╭─ Supplied records

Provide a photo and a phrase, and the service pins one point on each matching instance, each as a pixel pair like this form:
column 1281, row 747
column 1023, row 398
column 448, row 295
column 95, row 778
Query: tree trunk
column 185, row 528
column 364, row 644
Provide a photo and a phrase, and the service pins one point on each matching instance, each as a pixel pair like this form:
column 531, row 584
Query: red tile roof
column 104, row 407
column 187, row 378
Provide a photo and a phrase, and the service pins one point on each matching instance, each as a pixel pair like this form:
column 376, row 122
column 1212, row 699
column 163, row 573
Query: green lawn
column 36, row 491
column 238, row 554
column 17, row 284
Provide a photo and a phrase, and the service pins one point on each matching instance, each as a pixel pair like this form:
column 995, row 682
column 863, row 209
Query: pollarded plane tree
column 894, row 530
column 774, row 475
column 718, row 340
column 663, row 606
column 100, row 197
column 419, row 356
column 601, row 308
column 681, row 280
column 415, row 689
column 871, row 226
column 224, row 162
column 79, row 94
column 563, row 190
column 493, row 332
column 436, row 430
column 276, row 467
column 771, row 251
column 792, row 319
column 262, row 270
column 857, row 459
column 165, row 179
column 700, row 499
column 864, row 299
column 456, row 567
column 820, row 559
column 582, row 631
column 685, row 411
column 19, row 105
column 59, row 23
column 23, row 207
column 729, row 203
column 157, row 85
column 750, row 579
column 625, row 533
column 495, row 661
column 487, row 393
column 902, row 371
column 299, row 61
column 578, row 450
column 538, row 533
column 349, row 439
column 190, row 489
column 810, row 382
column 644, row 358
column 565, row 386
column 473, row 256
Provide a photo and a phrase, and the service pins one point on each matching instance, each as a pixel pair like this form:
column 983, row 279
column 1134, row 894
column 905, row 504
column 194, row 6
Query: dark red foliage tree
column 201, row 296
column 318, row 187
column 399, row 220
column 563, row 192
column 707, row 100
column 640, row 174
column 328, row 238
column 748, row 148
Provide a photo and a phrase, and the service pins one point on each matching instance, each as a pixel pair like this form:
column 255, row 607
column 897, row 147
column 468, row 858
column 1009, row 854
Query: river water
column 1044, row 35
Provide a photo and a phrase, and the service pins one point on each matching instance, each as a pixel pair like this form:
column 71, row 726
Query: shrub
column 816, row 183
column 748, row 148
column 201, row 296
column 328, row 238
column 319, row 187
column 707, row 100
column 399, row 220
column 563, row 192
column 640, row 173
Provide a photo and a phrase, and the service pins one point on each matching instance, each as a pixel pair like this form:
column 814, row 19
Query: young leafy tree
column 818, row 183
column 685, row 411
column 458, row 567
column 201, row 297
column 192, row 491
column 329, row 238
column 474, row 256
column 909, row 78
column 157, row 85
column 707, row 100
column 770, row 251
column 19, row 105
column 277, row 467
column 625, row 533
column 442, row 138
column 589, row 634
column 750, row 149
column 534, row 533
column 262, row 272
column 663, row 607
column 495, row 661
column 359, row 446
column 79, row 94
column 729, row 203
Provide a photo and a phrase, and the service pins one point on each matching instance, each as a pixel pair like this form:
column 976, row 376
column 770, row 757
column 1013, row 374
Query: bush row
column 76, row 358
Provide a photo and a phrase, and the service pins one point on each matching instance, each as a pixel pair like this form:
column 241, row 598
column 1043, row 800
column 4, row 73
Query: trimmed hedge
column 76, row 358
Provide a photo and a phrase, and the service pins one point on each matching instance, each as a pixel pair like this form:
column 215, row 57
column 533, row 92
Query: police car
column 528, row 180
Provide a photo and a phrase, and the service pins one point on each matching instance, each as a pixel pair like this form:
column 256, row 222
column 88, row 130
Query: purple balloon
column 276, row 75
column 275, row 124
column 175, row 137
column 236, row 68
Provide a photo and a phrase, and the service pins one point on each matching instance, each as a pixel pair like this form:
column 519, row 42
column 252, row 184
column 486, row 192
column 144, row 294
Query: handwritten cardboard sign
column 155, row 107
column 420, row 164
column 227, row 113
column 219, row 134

╰─

# [What is required]
Could you copy out the listing above word for word, from its first line through the line containing "column 187, row 378", including both ends?

# [Task solution]
Provide a photo and a phrase, and the service pins one point on each matching instance, each as a pixel pair like this form:
column 1281, row 747
column 1023, row 398
column 448, row 295
column 95, row 778
Query: tree trunk
column 185, row 528
column 364, row 644
Provide a photo and a phrase, and the service pins one point on each matching instance, each as a pixel pair like this form:
column 531, row 584
Query: red tile roof
column 104, row 407
column 187, row 378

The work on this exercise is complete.